STATED GOAL: From the records, pick out every line that contains the string "porch" and copy each one.

.....

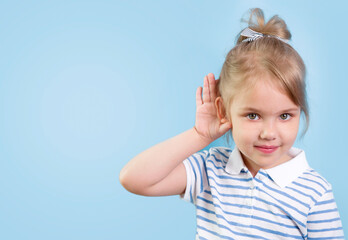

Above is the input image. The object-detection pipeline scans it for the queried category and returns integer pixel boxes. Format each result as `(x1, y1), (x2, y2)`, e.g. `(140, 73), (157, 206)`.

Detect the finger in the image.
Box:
(203, 76), (211, 103)
(196, 87), (203, 107)
(219, 122), (232, 134)
(208, 73), (216, 101)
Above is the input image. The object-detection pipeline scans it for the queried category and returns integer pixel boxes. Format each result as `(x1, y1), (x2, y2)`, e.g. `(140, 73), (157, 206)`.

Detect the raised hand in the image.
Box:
(195, 73), (232, 142)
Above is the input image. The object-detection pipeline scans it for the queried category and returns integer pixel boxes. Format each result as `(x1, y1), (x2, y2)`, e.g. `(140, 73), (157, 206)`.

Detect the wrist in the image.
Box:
(192, 126), (214, 148)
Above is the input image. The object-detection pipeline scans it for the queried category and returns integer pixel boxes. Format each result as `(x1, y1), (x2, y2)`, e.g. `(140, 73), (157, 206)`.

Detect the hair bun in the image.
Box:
(238, 8), (291, 43)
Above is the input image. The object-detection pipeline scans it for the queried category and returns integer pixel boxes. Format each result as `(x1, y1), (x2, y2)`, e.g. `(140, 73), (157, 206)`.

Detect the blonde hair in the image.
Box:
(218, 8), (309, 144)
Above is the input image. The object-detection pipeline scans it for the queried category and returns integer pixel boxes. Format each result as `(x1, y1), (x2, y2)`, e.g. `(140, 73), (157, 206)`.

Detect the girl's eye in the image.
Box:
(247, 113), (259, 120)
(280, 113), (291, 120)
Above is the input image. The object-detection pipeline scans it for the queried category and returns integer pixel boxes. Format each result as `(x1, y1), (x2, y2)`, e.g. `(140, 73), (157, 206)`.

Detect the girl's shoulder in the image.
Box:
(298, 168), (332, 196)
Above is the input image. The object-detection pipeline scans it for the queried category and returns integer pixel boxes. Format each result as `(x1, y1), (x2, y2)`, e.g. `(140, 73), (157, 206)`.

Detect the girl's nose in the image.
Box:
(260, 123), (276, 140)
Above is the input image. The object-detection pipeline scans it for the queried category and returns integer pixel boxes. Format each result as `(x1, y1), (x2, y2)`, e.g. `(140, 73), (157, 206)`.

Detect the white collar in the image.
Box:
(225, 148), (309, 188)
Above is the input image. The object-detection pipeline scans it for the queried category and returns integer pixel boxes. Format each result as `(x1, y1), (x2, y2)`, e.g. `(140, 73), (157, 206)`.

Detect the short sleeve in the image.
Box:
(307, 188), (344, 240)
(180, 150), (209, 204)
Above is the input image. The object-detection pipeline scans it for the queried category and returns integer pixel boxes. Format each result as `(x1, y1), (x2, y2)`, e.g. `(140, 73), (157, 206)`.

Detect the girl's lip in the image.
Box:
(255, 145), (278, 153)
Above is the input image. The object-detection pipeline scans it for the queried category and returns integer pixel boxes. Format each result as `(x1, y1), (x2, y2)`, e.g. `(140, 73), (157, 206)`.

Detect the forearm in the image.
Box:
(120, 128), (210, 193)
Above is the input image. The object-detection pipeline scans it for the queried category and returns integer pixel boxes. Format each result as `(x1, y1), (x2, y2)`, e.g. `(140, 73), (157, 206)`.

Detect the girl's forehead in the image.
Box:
(232, 80), (298, 111)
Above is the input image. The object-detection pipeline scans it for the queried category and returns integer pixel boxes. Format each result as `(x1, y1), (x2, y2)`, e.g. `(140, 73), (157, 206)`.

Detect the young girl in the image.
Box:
(120, 9), (344, 239)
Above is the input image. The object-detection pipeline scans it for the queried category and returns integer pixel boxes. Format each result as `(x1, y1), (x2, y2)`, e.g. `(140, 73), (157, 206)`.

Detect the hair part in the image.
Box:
(218, 8), (309, 145)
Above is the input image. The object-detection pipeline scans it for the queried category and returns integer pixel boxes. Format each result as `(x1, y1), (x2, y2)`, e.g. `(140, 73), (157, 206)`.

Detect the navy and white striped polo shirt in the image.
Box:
(181, 147), (344, 240)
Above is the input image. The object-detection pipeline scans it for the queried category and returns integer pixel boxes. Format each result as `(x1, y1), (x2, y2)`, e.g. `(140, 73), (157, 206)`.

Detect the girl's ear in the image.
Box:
(215, 97), (229, 123)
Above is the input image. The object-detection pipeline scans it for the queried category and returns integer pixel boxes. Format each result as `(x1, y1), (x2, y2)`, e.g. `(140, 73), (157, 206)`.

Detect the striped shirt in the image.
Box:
(181, 147), (344, 240)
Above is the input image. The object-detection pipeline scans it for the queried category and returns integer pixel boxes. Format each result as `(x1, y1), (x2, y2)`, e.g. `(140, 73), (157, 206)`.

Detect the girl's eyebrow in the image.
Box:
(241, 107), (299, 113)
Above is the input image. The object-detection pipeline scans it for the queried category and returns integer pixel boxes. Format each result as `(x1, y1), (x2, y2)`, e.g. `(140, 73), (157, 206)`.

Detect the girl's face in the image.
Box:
(230, 80), (301, 176)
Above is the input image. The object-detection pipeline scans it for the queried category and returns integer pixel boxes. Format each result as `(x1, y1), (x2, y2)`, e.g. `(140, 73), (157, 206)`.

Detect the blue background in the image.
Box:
(0, 0), (348, 240)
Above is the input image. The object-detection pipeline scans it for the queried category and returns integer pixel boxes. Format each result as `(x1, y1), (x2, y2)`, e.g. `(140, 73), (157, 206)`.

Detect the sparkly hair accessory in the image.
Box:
(240, 27), (289, 43)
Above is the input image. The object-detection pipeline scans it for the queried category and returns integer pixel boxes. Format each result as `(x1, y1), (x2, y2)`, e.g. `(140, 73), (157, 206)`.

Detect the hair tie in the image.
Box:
(240, 27), (289, 43)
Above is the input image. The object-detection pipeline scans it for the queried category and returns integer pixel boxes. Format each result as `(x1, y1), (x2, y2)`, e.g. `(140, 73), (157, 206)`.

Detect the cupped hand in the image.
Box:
(195, 73), (232, 142)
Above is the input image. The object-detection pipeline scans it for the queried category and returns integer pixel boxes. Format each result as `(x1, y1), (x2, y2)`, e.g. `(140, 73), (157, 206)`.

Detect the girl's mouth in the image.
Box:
(255, 145), (278, 154)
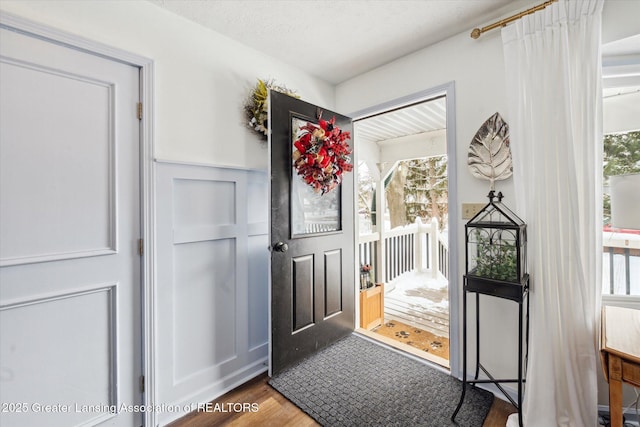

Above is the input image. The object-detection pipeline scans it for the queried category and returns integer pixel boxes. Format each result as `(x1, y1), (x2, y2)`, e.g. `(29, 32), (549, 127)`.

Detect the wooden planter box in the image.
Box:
(360, 283), (384, 330)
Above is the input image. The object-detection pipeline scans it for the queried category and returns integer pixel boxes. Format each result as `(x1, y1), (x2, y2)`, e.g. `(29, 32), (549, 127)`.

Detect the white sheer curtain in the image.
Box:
(502, 0), (603, 427)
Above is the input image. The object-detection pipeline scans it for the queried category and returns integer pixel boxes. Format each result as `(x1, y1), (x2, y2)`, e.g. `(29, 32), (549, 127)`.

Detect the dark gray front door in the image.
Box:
(269, 92), (355, 375)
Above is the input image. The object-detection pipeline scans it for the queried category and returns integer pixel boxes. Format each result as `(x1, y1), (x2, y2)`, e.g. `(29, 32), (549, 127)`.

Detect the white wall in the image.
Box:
(336, 0), (640, 404)
(0, 0), (334, 169)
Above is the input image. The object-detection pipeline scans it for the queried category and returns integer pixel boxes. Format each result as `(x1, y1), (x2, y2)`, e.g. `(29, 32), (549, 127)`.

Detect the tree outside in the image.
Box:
(603, 131), (640, 225)
(385, 155), (448, 229)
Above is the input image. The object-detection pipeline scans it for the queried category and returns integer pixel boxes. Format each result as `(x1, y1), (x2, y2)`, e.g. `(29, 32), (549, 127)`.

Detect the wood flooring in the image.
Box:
(169, 374), (516, 427)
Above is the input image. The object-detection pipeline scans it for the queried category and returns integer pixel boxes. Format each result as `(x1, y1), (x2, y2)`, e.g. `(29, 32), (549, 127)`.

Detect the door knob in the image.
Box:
(273, 242), (289, 252)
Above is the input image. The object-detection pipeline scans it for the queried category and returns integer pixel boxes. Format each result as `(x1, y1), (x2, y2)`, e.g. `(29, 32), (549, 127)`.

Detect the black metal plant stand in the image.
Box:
(451, 191), (529, 427)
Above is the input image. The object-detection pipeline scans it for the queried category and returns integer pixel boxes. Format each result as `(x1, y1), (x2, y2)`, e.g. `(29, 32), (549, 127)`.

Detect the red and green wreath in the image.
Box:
(293, 117), (353, 194)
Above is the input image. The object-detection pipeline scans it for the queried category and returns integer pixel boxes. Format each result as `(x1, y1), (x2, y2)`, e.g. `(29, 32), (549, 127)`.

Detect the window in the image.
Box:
(602, 54), (640, 298)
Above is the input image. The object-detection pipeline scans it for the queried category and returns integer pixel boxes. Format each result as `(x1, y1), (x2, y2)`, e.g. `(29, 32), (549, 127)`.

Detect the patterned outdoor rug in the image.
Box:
(269, 335), (493, 427)
(373, 320), (449, 360)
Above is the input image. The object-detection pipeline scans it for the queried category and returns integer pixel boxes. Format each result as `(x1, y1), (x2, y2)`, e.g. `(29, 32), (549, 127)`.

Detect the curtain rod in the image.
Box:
(471, 0), (558, 39)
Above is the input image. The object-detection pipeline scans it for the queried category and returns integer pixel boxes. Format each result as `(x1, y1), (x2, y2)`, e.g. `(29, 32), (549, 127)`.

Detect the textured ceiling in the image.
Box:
(149, 0), (512, 84)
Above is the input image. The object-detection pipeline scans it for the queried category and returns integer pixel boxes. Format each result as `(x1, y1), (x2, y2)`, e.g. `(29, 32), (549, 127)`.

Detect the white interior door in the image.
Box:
(0, 29), (142, 426)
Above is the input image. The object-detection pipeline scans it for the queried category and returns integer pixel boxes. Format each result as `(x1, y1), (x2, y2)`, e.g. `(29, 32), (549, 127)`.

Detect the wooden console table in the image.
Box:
(360, 283), (384, 330)
(600, 306), (640, 427)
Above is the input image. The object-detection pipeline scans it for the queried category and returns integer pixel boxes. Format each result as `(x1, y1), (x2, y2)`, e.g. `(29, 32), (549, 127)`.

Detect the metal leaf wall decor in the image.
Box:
(467, 113), (513, 190)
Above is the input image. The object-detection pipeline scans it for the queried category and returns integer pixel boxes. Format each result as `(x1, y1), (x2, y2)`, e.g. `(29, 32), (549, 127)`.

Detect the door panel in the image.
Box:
(269, 92), (355, 375)
(0, 29), (141, 426)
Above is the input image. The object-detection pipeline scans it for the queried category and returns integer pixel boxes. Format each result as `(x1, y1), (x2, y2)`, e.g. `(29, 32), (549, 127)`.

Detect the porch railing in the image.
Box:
(358, 218), (449, 282)
(602, 232), (640, 295)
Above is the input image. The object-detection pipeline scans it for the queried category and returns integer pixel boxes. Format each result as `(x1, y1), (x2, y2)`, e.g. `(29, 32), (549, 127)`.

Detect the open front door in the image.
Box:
(269, 92), (355, 375)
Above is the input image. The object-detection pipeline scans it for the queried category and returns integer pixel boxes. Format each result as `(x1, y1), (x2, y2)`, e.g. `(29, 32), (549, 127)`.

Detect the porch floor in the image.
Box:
(384, 271), (449, 339)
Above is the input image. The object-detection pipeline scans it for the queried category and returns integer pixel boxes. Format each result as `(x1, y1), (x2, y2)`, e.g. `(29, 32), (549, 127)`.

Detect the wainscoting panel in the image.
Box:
(156, 162), (270, 425)
(0, 284), (119, 426)
(0, 58), (117, 266)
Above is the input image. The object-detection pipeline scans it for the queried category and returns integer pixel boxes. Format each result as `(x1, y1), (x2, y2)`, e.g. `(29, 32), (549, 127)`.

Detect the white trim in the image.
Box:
(154, 159), (267, 173)
(0, 11), (157, 426)
(349, 81), (462, 379)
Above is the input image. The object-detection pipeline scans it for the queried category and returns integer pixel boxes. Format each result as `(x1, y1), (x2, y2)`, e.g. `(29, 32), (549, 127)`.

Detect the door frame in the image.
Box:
(347, 81), (462, 378)
(0, 11), (157, 425)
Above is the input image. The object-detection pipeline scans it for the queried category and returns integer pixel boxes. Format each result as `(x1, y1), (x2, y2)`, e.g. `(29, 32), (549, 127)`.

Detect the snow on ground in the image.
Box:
(385, 271), (449, 315)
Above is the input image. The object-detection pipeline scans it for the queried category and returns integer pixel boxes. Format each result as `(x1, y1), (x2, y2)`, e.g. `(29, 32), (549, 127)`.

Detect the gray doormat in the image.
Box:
(269, 335), (493, 427)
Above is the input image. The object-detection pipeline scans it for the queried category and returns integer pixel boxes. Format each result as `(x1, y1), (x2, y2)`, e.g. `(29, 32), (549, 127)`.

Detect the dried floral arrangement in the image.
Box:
(244, 79), (300, 140)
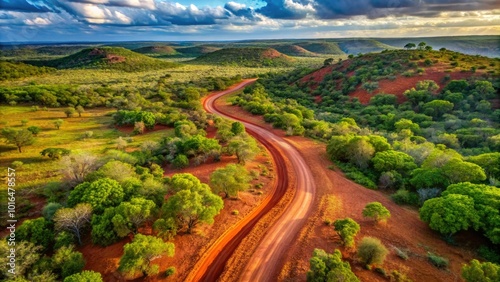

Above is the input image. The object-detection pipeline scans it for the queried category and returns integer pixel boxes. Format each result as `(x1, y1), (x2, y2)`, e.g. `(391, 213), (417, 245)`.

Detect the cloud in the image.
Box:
(0, 0), (53, 13)
(257, 0), (315, 20)
(67, 0), (156, 10)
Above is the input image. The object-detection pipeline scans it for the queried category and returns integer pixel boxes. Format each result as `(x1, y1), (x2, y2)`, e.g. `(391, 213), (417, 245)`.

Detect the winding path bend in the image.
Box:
(187, 79), (316, 282)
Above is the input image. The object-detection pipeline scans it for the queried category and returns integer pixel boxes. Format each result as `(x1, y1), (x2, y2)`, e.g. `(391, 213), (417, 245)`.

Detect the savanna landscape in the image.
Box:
(0, 0), (500, 282)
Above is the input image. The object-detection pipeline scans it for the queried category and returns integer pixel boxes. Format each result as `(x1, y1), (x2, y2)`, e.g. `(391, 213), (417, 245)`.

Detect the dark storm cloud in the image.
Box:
(0, 0), (53, 13)
(256, 0), (500, 19)
(314, 0), (500, 19)
(224, 2), (256, 20)
(0, 13), (16, 20)
(256, 0), (310, 20)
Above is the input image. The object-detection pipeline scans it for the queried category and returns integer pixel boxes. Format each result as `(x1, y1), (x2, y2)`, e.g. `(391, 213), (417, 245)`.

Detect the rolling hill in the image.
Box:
(34, 47), (177, 72)
(296, 42), (344, 55)
(338, 39), (398, 54)
(298, 50), (500, 104)
(132, 45), (177, 56)
(191, 47), (294, 67)
(273, 44), (318, 57)
(176, 45), (221, 57)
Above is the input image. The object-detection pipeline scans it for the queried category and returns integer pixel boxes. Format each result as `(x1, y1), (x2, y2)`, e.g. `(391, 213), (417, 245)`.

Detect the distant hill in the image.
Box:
(191, 47), (294, 67)
(298, 50), (500, 104)
(39, 47), (177, 71)
(377, 35), (500, 58)
(176, 46), (221, 57)
(133, 45), (177, 55)
(296, 42), (344, 55)
(0, 61), (55, 81)
(338, 39), (398, 54)
(273, 44), (318, 57)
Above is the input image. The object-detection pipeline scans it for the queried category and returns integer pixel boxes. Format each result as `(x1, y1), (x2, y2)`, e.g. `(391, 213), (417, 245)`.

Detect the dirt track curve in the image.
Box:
(187, 79), (316, 282)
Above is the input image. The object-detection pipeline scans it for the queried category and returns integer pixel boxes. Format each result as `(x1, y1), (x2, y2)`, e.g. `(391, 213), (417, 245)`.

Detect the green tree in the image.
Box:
(2, 128), (35, 153)
(91, 208), (118, 246)
(118, 234), (175, 275)
(111, 198), (156, 237)
(347, 136), (375, 169)
(404, 43), (417, 50)
(153, 218), (177, 240)
(76, 105), (85, 117)
(372, 150), (417, 174)
(53, 204), (92, 245)
(462, 259), (500, 282)
(172, 154), (189, 169)
(357, 237), (389, 267)
(27, 125), (42, 136)
(307, 249), (359, 282)
(40, 148), (71, 160)
(424, 100), (455, 118)
(68, 178), (124, 214)
(323, 58), (333, 66)
(333, 218), (360, 248)
(227, 134), (259, 164)
(16, 217), (54, 250)
(442, 182), (500, 244)
(162, 178), (224, 233)
(42, 203), (63, 221)
(54, 119), (64, 129)
(467, 152), (500, 179)
(363, 202), (391, 222)
(231, 121), (245, 135)
(64, 270), (103, 282)
(64, 107), (76, 118)
(441, 158), (486, 184)
(52, 245), (85, 279)
(420, 194), (479, 237)
(0, 240), (42, 281)
(210, 164), (251, 198)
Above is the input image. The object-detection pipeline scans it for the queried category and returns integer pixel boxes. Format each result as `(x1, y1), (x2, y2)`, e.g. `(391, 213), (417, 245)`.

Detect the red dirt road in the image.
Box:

.....

THE RESULT:
Detect the porch railing in the image.
Detect the porch floor in the image.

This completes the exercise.